Saturday, July 17, 2004

 
david berkowitz, aka the son of sam has a blog. weird.


 
sorry for not understanding women!

SORRY

sorry for being a normal dude, who thinks normal dude thoughts, but this aggression will not STAND, man.

i mean... we only know what you fucking tell us, and you fucking tell us nothing except for what we do wrong.

take some personal responsibility and TELL us what the fuck to do right.

how about women wise up, and realize that we are too simple and feeble minded to figure out how the fuck their brains work? is that too much to ask? how about they think like US.... because men are simple to figure out.

feed me, fuck me... now get out of my way cuz sports center is on, and i am feeling sleepy. THAT"S IT!!!

you now know the way a man's mind works. oh and remember that we don't speak in that language of code that women insist on commuinicating with.

for example, if pointdexter calls up a hottie for a date, she drops the hin that she's not interested, "oh pointdexter... i'm busy that night washing my hair, oh and that other night is no good becaus ei have to watch paint dry..." and the women thinks he's get the clue, but he NEVER WILL because our hero pointdexter is a MAN. and men don't know what clues are. because if it was a guy telling a girl that he had to watch soem paint dry, HE PROLLY REALLY DOES HAVE TO DO THAT SHIT!!!

i don't even know what the fuck i'm talking about anymore. i need to calm down.


Friday, July 16, 2004

 
cut your nose off to spite your face.

i had never heard that phrase until a few weeks ago when big tanky used it to describe a friend of ours behaviour.

so i guess what i have figured it out to mean is that the person is having a bitch of a time, so they make themself more miserable on porpose, sorta so they can wallow in it.

i know i've been guilty of that. and sometimes you just have to do it that way because then you hit the bottom of your pity party, the rock bottom sorta-ish, and you have no choice but to either get over it, or commit a grandiose suicide off the 105/110 carpool lane interchange. (wich if yer nto a LA local, is like where this one guy blew up his car and blew his head off witha shotgun live on the news.)

is making bold life changing choices scary? hell fucking yes. but it's a fact of life that you can't escape. sad but true.

in that perfect world that we are all too painfully aware doesn't exist.... things would never change. i'd still live with my happily married parents, my credit un-fucked-with by my dad, and being 25 would last the rest of my life.

but shit happens. and friends, apartments, jobs, girlfriends, money, skateboards, cars, lifestyles, routines of habbit... it's all up in the air and abotu to fucking be flipped on you. never feel "comfortable" because nothing stays the same. that's what you can take to the fucking bank.

it's like a what doesn't kill you makes you stronger type thing.


 
firstly, screw you blogger. you fucking change shit up too much. just simmer the fuck down already. i just want to log in, type my shit, and have it look like how it always looks when i am in here... typying my shit. don't fucking distract me. i have nil attetnion span. and zero patience.

» Dataset extract
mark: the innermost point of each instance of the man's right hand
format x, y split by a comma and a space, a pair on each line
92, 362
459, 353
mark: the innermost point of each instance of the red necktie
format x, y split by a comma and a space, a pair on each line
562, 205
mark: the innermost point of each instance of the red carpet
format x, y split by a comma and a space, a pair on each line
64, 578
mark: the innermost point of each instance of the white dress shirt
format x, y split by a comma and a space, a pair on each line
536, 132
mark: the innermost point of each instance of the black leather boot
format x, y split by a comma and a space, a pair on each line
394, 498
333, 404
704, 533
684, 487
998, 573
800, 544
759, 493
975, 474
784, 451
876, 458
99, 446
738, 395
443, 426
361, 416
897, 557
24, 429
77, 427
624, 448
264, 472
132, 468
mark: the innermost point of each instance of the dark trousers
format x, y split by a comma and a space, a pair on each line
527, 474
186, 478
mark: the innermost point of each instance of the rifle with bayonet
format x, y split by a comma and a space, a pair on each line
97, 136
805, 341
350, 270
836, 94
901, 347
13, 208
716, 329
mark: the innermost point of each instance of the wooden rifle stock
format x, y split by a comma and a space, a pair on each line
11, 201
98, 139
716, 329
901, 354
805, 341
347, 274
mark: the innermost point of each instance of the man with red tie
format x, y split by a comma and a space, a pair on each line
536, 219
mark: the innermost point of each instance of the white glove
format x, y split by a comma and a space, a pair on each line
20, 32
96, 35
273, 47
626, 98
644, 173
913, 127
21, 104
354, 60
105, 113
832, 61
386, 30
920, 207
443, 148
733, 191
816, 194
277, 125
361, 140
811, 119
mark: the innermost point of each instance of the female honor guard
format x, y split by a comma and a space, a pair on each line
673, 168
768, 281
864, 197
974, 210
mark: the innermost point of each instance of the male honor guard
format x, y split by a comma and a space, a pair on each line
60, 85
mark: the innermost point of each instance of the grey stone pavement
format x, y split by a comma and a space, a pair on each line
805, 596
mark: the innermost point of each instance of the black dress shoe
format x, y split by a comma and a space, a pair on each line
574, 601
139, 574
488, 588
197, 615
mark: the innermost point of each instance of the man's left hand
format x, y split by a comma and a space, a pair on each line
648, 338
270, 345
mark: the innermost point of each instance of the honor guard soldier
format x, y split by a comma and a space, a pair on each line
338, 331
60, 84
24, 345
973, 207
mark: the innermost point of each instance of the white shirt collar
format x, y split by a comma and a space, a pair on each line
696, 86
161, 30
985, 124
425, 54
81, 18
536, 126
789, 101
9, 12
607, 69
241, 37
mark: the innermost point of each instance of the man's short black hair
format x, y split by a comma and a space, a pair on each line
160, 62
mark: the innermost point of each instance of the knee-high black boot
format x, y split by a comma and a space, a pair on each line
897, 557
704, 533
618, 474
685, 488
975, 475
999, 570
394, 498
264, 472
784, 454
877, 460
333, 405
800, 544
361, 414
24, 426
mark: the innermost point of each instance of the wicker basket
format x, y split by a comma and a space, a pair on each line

» What the exercise asks
Write out the blog excerpt word for word, starting at the words "Saturday, July 17, 2004" and stopping after the words "not STAND, man.". The material above is not needed for this work.

» Output of the task
Saturday, July 17, 2004

 
david berkowitz, aka the son of sam has a blog. weird.


 
sorry for not understanding women!

SORRY

sorry for being a normal dude, who thinks normal dude thoughts, but this aggression will not STAND, man.